Dataset items
════

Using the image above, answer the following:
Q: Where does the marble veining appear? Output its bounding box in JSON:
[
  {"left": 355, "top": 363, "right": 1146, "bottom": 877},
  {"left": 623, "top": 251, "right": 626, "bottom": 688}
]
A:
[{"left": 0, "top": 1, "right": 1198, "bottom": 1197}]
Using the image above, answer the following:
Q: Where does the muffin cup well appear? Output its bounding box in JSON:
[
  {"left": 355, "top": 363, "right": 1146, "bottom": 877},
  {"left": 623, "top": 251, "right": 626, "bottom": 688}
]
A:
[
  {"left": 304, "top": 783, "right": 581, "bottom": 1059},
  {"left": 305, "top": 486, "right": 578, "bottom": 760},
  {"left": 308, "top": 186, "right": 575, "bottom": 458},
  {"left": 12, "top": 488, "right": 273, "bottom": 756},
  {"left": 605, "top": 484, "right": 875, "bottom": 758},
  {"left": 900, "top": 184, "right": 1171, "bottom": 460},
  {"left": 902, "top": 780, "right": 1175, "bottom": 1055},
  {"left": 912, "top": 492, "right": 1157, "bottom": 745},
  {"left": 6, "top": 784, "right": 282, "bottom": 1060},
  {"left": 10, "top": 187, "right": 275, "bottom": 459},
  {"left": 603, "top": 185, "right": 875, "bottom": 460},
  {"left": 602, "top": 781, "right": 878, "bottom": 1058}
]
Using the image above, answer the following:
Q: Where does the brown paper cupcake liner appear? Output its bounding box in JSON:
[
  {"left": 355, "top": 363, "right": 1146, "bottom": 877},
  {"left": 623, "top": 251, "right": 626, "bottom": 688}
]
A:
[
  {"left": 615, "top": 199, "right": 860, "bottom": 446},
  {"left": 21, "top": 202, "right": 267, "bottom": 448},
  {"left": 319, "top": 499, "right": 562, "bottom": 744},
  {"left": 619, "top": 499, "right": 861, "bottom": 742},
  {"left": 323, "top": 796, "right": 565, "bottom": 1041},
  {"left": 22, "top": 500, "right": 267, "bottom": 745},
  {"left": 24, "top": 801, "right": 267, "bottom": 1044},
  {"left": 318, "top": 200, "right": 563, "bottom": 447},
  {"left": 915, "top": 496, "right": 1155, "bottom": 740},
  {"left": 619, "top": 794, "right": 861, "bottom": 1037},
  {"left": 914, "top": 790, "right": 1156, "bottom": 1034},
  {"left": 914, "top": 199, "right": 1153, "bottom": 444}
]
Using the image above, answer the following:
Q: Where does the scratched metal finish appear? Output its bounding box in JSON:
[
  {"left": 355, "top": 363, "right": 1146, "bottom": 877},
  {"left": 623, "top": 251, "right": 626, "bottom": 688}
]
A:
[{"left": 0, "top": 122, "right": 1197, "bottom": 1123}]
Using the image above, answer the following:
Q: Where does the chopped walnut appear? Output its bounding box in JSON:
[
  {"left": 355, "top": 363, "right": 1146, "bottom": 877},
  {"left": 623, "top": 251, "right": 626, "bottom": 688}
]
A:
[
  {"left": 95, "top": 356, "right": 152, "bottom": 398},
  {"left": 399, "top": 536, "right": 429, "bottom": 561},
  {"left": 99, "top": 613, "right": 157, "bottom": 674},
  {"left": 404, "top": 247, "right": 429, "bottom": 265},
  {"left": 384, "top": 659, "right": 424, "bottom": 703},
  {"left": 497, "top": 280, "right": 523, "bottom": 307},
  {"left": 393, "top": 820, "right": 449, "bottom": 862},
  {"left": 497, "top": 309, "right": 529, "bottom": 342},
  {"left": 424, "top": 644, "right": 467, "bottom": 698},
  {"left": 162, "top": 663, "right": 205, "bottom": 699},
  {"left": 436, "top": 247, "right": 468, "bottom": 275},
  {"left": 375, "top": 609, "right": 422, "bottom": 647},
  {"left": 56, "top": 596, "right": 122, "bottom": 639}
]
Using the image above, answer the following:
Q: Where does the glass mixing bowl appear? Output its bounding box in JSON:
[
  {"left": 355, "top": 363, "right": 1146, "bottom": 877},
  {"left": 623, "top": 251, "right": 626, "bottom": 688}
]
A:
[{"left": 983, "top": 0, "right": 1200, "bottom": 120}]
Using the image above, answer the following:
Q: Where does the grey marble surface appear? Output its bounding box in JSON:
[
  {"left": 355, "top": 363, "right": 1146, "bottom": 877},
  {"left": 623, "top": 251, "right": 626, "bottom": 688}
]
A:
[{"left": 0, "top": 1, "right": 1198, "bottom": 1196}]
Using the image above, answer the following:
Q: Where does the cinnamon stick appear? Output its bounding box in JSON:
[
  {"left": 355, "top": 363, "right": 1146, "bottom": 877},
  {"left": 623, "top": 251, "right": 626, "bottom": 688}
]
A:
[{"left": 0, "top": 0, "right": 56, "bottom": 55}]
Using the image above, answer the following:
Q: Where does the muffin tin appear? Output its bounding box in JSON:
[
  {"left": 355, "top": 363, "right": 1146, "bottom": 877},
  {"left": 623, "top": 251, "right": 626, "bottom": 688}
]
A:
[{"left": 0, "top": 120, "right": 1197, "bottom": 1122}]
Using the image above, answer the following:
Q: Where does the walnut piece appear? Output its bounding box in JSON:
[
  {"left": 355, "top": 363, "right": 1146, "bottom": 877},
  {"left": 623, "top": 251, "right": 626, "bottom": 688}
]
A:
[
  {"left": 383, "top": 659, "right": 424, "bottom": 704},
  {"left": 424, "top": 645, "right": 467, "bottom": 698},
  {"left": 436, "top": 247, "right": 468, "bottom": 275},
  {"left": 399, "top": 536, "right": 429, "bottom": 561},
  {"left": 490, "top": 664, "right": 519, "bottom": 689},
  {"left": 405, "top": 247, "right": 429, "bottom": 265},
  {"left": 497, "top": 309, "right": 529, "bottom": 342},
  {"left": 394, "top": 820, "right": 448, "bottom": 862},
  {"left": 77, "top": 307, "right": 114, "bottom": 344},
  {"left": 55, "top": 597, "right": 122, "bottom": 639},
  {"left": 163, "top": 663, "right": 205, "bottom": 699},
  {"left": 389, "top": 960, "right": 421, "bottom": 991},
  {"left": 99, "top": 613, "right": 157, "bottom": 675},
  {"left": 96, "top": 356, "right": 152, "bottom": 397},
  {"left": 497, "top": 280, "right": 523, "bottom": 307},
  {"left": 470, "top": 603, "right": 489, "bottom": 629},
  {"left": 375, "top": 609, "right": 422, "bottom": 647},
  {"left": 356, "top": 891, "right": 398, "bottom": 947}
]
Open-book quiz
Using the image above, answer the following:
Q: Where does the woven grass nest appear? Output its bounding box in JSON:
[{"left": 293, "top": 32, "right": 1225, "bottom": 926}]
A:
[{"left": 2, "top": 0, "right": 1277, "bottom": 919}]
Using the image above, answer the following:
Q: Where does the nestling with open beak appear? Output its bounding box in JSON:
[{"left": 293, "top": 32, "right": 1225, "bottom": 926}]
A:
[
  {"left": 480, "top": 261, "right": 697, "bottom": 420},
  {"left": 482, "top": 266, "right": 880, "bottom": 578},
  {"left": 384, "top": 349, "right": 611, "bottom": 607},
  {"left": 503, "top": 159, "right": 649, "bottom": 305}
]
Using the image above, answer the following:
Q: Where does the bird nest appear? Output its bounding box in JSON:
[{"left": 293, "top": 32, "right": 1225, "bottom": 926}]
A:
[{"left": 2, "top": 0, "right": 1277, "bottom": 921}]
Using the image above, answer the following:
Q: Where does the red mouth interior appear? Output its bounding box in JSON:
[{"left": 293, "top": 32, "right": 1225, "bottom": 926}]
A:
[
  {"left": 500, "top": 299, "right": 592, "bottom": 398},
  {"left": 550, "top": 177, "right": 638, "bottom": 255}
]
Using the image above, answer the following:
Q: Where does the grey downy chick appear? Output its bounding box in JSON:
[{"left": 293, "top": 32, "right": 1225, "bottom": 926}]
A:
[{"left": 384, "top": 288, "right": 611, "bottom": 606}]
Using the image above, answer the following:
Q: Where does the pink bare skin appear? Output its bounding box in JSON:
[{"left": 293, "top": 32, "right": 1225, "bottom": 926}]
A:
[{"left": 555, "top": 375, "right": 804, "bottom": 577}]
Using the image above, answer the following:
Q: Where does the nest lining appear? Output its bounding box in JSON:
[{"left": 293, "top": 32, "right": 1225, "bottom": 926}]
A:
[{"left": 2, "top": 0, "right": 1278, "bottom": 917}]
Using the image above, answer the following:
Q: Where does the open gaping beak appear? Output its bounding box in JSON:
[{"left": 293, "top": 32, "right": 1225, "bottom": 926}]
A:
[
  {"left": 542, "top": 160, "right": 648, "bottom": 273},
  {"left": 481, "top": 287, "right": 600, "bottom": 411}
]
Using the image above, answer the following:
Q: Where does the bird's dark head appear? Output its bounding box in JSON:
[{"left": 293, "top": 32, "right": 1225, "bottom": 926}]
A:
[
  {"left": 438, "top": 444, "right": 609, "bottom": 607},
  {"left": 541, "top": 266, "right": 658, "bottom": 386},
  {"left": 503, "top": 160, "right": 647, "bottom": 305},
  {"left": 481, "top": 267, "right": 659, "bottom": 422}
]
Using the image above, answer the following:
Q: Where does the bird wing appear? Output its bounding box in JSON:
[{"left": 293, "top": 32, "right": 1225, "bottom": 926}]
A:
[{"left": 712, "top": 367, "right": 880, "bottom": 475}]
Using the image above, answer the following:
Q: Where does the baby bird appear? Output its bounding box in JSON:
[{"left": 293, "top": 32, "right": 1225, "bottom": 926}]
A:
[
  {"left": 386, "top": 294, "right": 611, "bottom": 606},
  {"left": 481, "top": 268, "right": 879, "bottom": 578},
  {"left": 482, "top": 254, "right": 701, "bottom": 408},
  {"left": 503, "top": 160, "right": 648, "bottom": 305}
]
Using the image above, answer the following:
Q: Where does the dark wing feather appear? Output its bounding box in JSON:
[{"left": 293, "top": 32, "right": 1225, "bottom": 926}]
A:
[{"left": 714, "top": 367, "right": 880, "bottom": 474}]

════

▶ WORK TO COMPLETE:
From the entries above, return each line with the word "beak" in it.

▶ WRITTEN RESPONSE:
Q: Where does the nestling with open beak appear? Output its bounding box in JSON:
Q: Where does the open gaping beak appear? Output its bounding box in JSON:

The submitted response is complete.